**What is needed**
Continue the blog post below about hearing God's voice from where it stops, after its last sentence and not into the data that follows.

**Source**
Monday, August 15, 2011

Jesus Spits: The End of Timotheos

In my relationship with God I so often long for a big sign, an audible voice or an undeniable realization. But for some reason that’s not typically how God moves in relationship. He’s harder to catch. He moves subtly, speaking in creation, the scriptures, in the words of His body the church. And sometimes, yes, in a voice. But I so highly value testing and certainty that I am often unwilling to trust His invisible hand, His written voice, or His people. I think in terms of a ‘direct voice’ and an ‘indirect voice’. And I put so much priority on what I categorize as direct (audible, or emotions, or direction, or some kind of joy that is near emotion after all) that I stop thinking of any other ways of communicating as truly from God.
I am trapped by my desire, incessant need, to be in the right. It’s true. I am a spiritual perfectionist, and it’s hard for me because so much scripture calls us to perfection. I know that in my sin Jesus forgives me, yet I still feel an incredible weight to do the right thing, particularly in dating and in ministry. These two things put so much weight on me, it’s hard to love God because I begin to view him as a taskmaster, watching for the mistake.
But my friends won’t leave me there. They rebuked the crap out of me on Tuesday. Which is harsh, I know. They told me very firmly that if I could not receive God’s affirmation through community and through scripture, I was going to be out of luck. Very reminiscent of Jesus and the Pharisees, when they ask him for a sign and He says “even if a man was raised from the dead you wouldn’t believe.” I am so like those Pharisees, and, as another friend pointed out, so like Israel in the desert.
And so this week and this year I intend to receive God’s word through scripture and through community as, well, God’s word. To take it as truth, to take it seriously. To pay attention and write it down. To meditate on it. To believe, as Elihu did, that God speaks one way, and then another. But He speaks.

Dataset rows:
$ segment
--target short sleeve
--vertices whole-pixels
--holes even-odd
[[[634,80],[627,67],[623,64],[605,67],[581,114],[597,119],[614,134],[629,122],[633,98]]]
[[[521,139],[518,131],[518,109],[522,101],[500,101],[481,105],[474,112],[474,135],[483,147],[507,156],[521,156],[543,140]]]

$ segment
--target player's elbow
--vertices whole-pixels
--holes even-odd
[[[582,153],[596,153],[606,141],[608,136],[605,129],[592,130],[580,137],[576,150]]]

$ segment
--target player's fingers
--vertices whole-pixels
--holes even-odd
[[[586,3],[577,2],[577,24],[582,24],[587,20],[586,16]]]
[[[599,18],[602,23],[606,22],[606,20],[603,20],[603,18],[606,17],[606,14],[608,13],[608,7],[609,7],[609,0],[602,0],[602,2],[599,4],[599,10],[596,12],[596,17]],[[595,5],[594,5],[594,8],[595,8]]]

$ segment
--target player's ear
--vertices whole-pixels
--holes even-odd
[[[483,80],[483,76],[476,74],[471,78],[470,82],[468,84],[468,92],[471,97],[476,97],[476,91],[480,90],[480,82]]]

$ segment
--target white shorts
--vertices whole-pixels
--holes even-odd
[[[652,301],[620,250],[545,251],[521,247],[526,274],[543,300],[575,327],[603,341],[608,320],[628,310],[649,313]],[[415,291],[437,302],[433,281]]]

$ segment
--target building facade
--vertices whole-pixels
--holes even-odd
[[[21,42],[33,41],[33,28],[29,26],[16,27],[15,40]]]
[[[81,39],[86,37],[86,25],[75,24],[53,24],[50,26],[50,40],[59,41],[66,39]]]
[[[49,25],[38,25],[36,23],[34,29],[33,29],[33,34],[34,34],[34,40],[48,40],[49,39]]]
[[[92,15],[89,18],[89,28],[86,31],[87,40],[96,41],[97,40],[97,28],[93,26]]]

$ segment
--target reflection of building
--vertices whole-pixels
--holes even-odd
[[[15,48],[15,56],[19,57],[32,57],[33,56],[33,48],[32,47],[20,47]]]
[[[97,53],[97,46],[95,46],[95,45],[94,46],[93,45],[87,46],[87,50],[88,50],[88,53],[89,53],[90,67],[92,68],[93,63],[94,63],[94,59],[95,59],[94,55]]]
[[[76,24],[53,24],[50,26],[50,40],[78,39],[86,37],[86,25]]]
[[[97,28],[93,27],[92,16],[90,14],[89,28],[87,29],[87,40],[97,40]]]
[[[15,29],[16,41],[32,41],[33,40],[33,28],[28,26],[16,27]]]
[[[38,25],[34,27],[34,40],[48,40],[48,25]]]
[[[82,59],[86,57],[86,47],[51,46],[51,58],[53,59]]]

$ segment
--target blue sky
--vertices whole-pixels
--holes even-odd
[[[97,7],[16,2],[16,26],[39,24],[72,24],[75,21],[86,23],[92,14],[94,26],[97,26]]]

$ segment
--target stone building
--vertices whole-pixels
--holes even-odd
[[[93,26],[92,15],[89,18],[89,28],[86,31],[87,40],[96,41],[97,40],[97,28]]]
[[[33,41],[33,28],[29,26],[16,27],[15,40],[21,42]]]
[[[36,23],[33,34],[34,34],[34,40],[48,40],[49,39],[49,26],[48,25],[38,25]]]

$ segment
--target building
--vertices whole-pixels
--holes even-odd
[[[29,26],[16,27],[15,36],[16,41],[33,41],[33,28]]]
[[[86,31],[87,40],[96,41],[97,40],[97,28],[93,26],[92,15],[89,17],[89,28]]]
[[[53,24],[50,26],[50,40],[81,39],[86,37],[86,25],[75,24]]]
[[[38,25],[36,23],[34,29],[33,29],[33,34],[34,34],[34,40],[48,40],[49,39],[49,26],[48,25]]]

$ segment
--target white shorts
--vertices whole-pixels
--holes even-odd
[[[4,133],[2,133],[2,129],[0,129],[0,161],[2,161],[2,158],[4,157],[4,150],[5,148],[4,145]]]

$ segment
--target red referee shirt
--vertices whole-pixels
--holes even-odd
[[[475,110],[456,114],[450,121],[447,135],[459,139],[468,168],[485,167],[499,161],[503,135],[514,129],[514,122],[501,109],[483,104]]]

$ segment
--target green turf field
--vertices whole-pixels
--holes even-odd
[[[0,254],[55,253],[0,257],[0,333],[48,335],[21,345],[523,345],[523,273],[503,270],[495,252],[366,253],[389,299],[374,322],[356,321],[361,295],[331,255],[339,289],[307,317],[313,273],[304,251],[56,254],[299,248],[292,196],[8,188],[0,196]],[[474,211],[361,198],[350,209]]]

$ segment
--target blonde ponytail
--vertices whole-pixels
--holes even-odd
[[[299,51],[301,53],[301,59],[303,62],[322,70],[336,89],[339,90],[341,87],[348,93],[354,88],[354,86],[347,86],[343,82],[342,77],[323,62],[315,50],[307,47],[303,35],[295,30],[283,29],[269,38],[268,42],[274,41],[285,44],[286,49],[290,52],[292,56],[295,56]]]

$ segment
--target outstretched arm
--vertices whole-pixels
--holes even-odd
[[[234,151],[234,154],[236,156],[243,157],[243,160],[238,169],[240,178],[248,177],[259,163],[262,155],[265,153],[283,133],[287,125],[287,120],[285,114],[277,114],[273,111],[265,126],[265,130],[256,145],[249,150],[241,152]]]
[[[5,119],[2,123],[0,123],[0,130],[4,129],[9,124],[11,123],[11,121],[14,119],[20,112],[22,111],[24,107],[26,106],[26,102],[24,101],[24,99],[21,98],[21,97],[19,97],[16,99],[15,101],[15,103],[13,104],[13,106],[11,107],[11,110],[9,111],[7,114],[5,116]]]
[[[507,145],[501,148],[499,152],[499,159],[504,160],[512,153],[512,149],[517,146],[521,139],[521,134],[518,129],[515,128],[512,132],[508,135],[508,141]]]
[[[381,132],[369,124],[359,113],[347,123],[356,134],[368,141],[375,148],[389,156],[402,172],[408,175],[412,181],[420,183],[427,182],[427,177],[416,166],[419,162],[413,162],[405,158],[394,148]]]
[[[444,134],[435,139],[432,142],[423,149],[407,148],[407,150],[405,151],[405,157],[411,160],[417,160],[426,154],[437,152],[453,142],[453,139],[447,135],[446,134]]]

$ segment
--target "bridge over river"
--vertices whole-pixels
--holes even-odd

**Answer to this problem**
Yesterday I woke up anxious again. I spent some time in scripture, but put most of my morning into writing and praying through all that God has done in me and through me, and affirmed in me, in the past week. I wrote about how much my heart truly desires evil still, and how much I still kick against a God who loves and controls and deserves all the honor and glory and power. I want my own. and yet there is none to have. All good comes from the Lord, the maker of heaven and earth. Trees, grass, water, rain, food, fireflies, rivers, mountains, humans, brains, creativity, joy, peace, hope. Love. It’s all from God. To run to myself is to be a fool. There is not good there. Just pride. And yet I find myself waking up with a longing to be God, to have it all, to be in control and independently valuable. But I am not, and no one is. My heart is still so broken.
I got in the car to drive to a breakfast meeting that I knew would be tough. I was going to have to call this guy on some junk in his life, some passivity that is visibly keeping him from the hope and freedom that is in the kingdom of God. Me, saying that. Oh, the hypocrisy of ministry. Broken people, all around, in the pulpit, in the pew, in the car listening to NPR.
And so I was. And then began a segment discussing the demolition of the Berlin Wall. This week marks the anniversary of its construction, and so German officials are calling for a time of remembrance of the many divisions that caused the Wall to be built. The interviewee told how most foreigners assume that the falling of the Wall was the end of their division; in truth it was only upon its collapse that the two sides discovered how great were their differences, and how difficult reconciliation would be. The west had known democracy, freedom of expression, and a booming market-based economy. The east had known dictatorship, repression, and imploding businesses. The interviewee quoted a friend who had once spoken to him of the difficulties of the east entering the west. She said, “It’s hard to learn to be free when you’ve been a slave all your life.”
Boom. That was it. I freaked out. It’s hard to learn to be free when you’ve been a slave all your life. God is in my radio. God is on NPR*.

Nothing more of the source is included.